--- Start Text to read ---

In a week when two of European football’s most highly regarded defenders made costly Champions League errors, and with the transfer window now in full-swing, it is surely time to accept that the quality of centre-backs is at a considerably low ebb. That is, of course, with the exception of one outstanding individual.
Kalidou Koulibaly and Raphaël Varane are often talked about as two of the best central defenders in world football. For some, they would account for two thirds of the game’s top three. Generally, at the very least, the former is an accepted stance, but a combination of recency bias of a succession of central defenders making mistakes; coupled with non-stop transfer talk, has highlighted a common weakness in the current level of such players, the like of which generations of fans have rarely witnessed.
The exception — fast approaching the point in debates when he is discussed in ‘who is the best aside from X’ terms — is Virgil van Dijk. He is the benchmark, and our perceptions of his greatness should not be skewed by the low bar set by collective defending elsewhere. Plain and simple, the Breda-born colossus would shine in any era.
The problem — or not so much if he you are of a Liverpool or Dutch persuasion — is that van Dijk is too good for present comparison. He is the outlier of all outliers among his contemporaries. The very reason he must be compared to players of bygone teams, which happened far less often in preceding eras of mass defensive talent, is that he is so superior compared to those currently competing in that position.
Given the extent to which van Dijk consistently makes high-pressure situations and entire games look remarkably easy, it can be hard to judge just how good he really is. Vincent Kompany, undoubtedly one of Europe’s leading centre-backs for the majority of the 11 years he represented Man City, has repeatedly gone out on a limb by insisting that van Dijk is the Premier League’s greatest ever in the position.
Still, the Netherlands captain will most likely not get the trophy haul his undoubted greatness — and that is the right word choice to describe his vital part in what Liverpool have done and are yet to do since his arrival in January 2018 — and utter dominance over the majority of his opponents deserves.
In any discussions incorporating the phrases “greatness” and “centre-backs”, the name of Sergio Ramos is inevitable. The Spanish and Real Madrid skipper now serves as a cross-generational figure, having started his career at a time when Paolo Maldini, Fabio Cannavaro and the like epitomised an era which was undoubtedly one of the game’s all-time defensive zeniths.

--- End Text to read ---

• Task requirements:
(a) Name every footballer mentioned by name in the football article.
(b) Copy word for word the passage of the football article starting at "In any discussions" and ending at "all-time defensive zeniths.".

--- Start Provided records ---

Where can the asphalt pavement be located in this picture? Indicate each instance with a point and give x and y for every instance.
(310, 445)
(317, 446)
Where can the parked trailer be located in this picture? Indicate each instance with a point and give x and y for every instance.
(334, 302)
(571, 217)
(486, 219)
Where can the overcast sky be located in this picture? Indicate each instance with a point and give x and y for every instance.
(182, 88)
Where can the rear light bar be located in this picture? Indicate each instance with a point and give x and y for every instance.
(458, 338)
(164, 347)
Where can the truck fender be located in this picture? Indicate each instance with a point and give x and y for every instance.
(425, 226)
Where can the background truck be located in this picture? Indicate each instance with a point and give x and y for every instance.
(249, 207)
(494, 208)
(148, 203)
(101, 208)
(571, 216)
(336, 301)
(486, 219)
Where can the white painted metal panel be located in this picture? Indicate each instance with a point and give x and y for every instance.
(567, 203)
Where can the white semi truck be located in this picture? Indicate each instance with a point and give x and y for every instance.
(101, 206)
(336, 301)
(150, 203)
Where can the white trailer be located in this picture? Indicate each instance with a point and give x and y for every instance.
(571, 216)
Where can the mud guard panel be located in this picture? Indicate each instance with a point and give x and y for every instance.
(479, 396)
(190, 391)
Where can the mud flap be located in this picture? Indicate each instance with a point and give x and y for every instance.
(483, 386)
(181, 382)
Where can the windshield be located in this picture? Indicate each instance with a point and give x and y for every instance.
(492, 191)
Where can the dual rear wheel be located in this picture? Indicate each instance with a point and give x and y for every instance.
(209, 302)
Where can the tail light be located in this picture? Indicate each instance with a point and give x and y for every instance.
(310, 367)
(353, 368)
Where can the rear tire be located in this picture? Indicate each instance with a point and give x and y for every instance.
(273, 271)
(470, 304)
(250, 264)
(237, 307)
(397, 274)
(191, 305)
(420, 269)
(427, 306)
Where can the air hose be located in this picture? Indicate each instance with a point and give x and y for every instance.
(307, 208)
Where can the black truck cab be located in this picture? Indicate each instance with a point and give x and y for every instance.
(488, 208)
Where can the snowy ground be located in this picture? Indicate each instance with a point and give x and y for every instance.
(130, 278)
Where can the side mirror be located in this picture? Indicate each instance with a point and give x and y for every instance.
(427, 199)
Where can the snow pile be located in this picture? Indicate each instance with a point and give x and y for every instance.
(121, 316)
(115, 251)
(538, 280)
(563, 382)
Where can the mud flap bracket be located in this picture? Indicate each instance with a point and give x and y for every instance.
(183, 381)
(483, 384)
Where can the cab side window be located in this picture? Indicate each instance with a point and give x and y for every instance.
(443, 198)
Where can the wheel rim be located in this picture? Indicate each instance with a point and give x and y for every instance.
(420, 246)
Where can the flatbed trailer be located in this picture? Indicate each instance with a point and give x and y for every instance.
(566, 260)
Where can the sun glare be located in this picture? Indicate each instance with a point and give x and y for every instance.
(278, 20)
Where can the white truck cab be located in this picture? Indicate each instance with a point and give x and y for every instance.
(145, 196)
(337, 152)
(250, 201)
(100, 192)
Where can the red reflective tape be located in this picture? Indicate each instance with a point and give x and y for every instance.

--- End Provided records ---

• Complete answers:
(a) Kalidou Koulibaly, Raphaël Varane, Virgil van Dijk, Vincent Kompany, Sergio Ramos, Paolo Maldini, Fabio Cannavaro

(b)
In any discussions incorporating the phrases “greatness” and “centre-backs”, the name of Sergio Ramos is inevitable. The Spanish and Real Madrid skipper now serves as a cross-generational figure, having started his career at a time when Paolo Maldini, Fabio Cannavaro and the like epitomised an era which was undoubtedly one of the game’s all-time defensive zeniths.